Records from a data source:
▬▬▬▬▬▬▬▬▬▬
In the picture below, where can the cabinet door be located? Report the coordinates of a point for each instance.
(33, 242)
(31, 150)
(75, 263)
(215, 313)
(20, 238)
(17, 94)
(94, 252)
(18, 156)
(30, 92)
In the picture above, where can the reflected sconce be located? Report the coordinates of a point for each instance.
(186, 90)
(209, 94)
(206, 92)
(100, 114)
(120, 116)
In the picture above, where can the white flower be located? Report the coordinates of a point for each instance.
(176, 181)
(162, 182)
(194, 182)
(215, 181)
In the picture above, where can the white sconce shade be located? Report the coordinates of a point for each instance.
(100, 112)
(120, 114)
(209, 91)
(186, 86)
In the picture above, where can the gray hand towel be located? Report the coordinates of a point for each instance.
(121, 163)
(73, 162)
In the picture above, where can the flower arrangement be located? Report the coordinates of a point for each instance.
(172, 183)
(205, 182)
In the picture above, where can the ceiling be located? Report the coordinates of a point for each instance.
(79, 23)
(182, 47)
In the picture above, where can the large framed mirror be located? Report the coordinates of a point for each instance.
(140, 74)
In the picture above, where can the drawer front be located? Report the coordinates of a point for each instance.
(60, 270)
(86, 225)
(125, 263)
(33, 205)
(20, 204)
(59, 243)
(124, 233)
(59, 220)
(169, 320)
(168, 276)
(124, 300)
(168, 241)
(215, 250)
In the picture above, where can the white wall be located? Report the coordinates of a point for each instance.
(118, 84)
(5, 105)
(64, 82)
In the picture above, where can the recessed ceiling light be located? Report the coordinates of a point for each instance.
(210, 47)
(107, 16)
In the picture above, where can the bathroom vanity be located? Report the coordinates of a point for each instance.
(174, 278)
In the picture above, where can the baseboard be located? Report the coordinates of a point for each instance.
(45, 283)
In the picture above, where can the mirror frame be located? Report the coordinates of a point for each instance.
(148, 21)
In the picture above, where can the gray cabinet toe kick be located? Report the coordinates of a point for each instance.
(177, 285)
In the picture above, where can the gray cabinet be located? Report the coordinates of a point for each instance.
▬▬▬▬▬▬▬▬▬▬
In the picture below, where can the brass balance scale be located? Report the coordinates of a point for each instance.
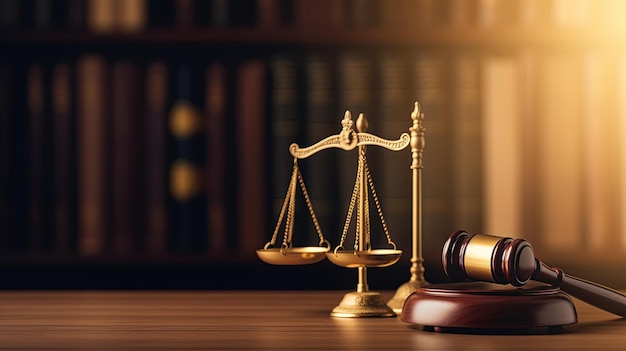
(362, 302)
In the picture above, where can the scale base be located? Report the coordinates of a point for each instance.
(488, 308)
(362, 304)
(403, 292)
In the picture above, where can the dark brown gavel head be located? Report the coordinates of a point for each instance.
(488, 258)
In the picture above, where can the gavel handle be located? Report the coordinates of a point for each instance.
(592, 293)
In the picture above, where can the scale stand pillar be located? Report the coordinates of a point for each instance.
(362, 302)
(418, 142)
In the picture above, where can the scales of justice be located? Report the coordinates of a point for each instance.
▬▬▬▬▬▬▬▬▬▬
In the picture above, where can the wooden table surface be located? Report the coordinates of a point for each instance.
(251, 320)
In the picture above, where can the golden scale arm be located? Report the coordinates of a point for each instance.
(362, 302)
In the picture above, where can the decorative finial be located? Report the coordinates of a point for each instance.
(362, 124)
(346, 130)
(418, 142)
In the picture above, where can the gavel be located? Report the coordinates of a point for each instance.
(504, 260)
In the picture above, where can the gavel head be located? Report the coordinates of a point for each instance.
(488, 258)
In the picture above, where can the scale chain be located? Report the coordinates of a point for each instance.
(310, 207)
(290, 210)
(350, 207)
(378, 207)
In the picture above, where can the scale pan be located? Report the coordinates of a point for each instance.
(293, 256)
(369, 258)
▬▬▬▬▬▬▬▬▬▬
■ What you have to do ■
Copy out, character for character, the lines from the one containing "In the picture above, where can the scale stand" through the one containing "In the picture above, where can the scales", including both of those lines.

■ Solution for this exercise ■
In the picture above, where can the scale stand pillar be located? Report the coordinates of a point for each instance.
(362, 302)
(418, 142)
In the picture above, where can the scales of justice be located? Report the coordinates of a point for each instance.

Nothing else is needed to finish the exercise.